-- Exercise aim --
For the word "white", work out how many lines in the records below contain it and state that count alone.
==== Data under study ====
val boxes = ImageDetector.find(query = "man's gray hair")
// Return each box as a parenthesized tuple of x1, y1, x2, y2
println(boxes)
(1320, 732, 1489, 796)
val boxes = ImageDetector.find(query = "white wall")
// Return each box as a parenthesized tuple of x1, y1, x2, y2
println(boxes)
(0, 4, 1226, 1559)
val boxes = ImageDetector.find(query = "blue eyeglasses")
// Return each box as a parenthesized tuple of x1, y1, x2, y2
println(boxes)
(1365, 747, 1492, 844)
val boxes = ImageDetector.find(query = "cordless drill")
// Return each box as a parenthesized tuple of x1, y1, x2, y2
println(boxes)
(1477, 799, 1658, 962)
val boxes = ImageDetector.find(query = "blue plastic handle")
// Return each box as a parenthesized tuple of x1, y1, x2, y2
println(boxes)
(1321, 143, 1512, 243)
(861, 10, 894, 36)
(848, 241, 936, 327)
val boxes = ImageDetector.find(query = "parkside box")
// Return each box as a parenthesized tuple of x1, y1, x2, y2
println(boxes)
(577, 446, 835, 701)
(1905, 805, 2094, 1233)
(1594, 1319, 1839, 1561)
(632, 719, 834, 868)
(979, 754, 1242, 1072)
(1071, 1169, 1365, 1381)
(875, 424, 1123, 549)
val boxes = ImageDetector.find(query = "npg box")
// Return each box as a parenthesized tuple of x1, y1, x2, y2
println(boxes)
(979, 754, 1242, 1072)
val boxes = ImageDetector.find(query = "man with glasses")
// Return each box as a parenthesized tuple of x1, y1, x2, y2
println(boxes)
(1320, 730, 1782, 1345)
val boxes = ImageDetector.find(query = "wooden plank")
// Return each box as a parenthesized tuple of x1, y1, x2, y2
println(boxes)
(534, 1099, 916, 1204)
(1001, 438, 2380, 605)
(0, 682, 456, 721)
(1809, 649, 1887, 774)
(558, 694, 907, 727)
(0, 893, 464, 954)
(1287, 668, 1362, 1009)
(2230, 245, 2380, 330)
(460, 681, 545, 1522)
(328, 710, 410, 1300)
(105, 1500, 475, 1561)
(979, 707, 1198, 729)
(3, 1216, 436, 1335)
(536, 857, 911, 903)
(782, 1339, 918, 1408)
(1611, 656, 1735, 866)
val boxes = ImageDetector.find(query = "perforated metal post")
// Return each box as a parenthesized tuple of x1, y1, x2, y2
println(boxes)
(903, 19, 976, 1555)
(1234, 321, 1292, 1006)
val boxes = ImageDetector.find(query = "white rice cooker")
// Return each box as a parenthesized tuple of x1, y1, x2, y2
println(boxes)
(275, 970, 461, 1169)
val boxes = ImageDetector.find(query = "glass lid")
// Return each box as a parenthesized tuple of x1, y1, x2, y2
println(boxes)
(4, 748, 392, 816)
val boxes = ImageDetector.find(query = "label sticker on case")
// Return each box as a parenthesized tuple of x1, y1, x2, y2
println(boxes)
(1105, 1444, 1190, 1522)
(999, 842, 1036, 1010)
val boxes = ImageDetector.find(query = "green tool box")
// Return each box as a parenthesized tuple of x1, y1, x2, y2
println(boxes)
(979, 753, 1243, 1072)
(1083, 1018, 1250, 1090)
====
-- Task solution --
2